**Task brief**
Every line in the data below that has the word "hair" should be returned.

**Dataset entries**
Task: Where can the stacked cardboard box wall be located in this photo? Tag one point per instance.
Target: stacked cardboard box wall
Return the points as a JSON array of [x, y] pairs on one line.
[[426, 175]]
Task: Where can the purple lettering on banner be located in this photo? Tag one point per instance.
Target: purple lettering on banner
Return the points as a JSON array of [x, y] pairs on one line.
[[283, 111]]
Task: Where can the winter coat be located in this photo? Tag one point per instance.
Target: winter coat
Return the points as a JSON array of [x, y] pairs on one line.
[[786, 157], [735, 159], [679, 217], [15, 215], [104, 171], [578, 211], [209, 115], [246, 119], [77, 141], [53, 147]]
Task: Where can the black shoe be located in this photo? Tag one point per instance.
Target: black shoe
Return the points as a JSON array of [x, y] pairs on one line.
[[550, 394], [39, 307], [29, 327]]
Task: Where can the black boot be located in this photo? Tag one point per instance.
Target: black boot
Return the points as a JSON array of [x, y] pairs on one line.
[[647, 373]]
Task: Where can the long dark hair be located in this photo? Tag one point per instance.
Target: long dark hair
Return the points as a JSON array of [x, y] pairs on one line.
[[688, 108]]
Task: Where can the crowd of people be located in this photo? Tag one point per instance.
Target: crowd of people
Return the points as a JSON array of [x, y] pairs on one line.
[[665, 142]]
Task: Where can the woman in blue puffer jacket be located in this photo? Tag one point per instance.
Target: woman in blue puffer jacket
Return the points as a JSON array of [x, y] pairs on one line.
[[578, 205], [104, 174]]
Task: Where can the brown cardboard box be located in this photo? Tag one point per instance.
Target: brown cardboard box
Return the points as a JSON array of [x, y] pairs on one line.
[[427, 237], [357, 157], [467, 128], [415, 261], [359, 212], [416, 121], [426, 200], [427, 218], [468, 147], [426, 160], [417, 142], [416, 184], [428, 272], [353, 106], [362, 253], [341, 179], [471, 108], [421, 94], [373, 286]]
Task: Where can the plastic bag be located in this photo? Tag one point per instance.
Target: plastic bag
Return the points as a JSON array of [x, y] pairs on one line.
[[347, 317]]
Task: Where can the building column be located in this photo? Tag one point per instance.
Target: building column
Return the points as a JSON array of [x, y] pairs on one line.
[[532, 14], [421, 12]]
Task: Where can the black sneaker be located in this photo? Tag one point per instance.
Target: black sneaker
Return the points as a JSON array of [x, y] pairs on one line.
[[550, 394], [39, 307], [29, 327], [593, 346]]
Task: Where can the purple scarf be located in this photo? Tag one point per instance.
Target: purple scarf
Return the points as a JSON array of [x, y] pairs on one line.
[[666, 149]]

**Response**
Task: Where can the long dark hair be located in this photo? Tag one point per instance.
Target: long dark hair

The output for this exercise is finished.